■ EXERCISE DETAILS ■
From the text on p62 in liver tumors below, print the passage that opens with the words containing "In this study" and closes with "of mRNA stability.".

In this study we have examined the role of p62 in hepatic tumorigenesis. We show that p62 is expressed at high levels in fetal liver but is not detectable in adult liver. However, p62 is aberrantly and uniformly expressed in malignant cells of HCC nodules and in some cells in cirrhotic nodules. The results indicate that p62 has features associated with oncofetal proteins and its role in tumorigenesis could be by way of regulation of mRNA stability.

Materials and Methods

Patients and Tissue Specimens

Liver tissue from 27 HCC patients were obtained from Henan Medical University, Henan Province, People’s Republic of China and from the Department of Pathology, the Scripps Clinic, La Jolla, CA. Biopsies or surgically removed specimens were fixed in 10% formalin and embedded in paraffin for routine histological examination. The clinical data (20 males and 7 females; mean age, 49.3 years; range, 27 to 82 years) and pathological diagnoses are summarized in Table 1 ▶ . HCC grading criteria were according to those described. 13 Additional paraffin blocks from the Department of Pathology, Scripps Clinic, La Jolla, consisted of nine liver specimens from normal donors, two from patients with poorly differentiated CCC (see Table 1 ▶ for clinical data), and 23 from patients with liver cirrhosis. Patients with liver cirrhosis included 18 males and 5 females ranging from 30 to 66 years (mean age, 53.9 years). Five fetal livers ranging from 50 to 125 days were obtained from the Central Laboratory for Human Embryology (University of Washington, Seattle, WA), which is a National Institutes of Health funded center for collecting fetal embryos for research purposes. Hematoxylin and eosin (H&E)-stained sections of all specimens including cancer and noncancer cases were examined by two senior pathologists followed by separately conducted immunohistochemical analysis by other authors in this report.

Table 1.

Clinical Pathological Data on Patients with HCC and CCC and Immunohistochemistry of Liver Tissue

Case	Age	Sex	Diagnosis	AFP (μg/ml)	Grading	Anti-p62C IHC*
1	50	M	HCC	>400	III	+
2	39	M	HCC	>400	II	−
3	34	M	HCC	40	II	−
4	42	F	HCC	<20	I	−
5	42	M	HCC	>400	III	+
6	67	F	HCC	<20	II	+
7	51	M	HCC	>400	II	−
8	58	F	HCC	104	II	+
9	60	M	HCC	>400	III	+
10	29	M	HCC	>400	II	−
11	58	M	HCC	>400	III	−
12	27	F	HCC	>400	II	−
13	54	M	HCC	>400	I	+
14	47	M	HCC	>400	II	−
15	46	F	HCC	>400	III	−
16	46	M	HCC	>400	I	−
17	38	M	HCC	200	IV	−
18	48	M	HCC	<20	III	−
19	41	M	HCC	>400	II	−
20	51	M	HCC	400	III	−
21	51	M	HCC	N/A	II	−
22	62	M	HCC	N/A	II	−
23	46	M	HCC	N/A	I	+
24	37	F	HCC	N/A	IV	−
25	82	M	HCC	N/A	III	+
26	66	F	HCC	N/A	III	−
27	60	M	HCC	N/A	II	+
28	69	M	CCC	N/A		+
29	50	M	CCC	N/A		−

HCC, hepatocellular carcinoma; CCC, cholangiocarcinoma; AFP, alpha fetoprotein; N/A, data not available.

■ GIVEN RECORDS ■
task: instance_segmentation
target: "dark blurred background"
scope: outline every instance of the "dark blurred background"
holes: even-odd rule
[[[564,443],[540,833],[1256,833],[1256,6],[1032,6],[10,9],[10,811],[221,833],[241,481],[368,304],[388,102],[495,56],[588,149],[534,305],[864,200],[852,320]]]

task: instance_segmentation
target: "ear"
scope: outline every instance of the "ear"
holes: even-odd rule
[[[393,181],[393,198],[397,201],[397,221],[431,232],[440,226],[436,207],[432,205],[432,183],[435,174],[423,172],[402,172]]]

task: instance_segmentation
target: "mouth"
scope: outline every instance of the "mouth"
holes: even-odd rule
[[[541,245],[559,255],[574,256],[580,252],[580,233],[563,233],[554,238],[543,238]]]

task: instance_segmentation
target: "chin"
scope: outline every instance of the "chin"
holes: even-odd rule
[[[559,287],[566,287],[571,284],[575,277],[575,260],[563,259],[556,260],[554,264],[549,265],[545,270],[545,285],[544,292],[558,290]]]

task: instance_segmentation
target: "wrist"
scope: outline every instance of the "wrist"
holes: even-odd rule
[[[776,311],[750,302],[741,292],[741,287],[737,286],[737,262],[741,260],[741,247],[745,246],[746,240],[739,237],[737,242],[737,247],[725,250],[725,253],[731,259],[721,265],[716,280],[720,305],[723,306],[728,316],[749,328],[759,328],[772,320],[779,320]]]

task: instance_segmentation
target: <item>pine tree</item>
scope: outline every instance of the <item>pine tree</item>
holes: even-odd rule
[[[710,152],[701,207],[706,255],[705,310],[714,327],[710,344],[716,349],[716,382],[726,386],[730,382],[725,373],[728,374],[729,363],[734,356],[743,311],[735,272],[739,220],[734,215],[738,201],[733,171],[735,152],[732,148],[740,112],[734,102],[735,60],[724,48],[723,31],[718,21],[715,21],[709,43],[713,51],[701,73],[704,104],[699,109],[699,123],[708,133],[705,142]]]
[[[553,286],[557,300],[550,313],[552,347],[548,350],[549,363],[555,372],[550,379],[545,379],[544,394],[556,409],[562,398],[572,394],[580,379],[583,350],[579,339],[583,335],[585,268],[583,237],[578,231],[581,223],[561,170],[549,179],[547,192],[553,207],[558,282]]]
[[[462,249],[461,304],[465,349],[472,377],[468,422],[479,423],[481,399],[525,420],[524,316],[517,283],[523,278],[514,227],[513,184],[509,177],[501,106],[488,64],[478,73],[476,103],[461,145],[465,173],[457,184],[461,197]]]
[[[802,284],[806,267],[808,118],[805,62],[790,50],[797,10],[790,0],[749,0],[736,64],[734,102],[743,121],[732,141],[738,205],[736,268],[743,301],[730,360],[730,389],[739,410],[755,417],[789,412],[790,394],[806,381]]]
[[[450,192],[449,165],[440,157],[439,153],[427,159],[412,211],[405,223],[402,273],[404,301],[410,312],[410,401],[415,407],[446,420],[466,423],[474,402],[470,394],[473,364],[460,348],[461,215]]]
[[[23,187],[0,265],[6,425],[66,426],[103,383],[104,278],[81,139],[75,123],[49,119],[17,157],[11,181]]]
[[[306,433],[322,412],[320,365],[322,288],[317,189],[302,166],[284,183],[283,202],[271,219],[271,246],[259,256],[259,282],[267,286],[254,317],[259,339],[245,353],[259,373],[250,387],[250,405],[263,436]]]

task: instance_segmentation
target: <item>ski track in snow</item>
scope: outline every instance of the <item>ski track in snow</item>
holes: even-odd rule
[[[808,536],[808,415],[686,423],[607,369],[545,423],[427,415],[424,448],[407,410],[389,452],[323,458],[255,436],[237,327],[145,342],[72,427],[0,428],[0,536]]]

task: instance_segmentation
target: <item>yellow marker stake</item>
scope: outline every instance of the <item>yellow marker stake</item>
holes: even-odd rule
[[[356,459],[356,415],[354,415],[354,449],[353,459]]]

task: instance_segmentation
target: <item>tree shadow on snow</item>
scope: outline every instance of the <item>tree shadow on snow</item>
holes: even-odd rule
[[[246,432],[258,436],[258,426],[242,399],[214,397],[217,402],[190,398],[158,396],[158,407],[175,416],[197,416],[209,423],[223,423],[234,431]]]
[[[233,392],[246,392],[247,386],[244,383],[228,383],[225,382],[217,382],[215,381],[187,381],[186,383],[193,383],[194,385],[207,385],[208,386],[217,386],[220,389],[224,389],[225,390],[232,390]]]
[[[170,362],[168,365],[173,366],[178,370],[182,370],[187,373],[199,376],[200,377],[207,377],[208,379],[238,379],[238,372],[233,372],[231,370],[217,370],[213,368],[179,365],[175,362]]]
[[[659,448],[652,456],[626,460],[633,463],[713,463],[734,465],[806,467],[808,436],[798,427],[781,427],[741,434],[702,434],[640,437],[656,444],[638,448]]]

■ ANSWER SPACE ■
In this study we have examined the role of p62 in hepatic tumorigenesis. We show that p62 is expressed at high levels in fetal liver but is not detectable in adult liver. However, p62 is aberrantly and uniformly expressed in malignant cells of HCC nodules and in some cells in cirrhotic nodules. The results indicate that p62 has features associated with oncofetal proteins and its role in tumorigenesis could be by way of regulation of mRNA stability.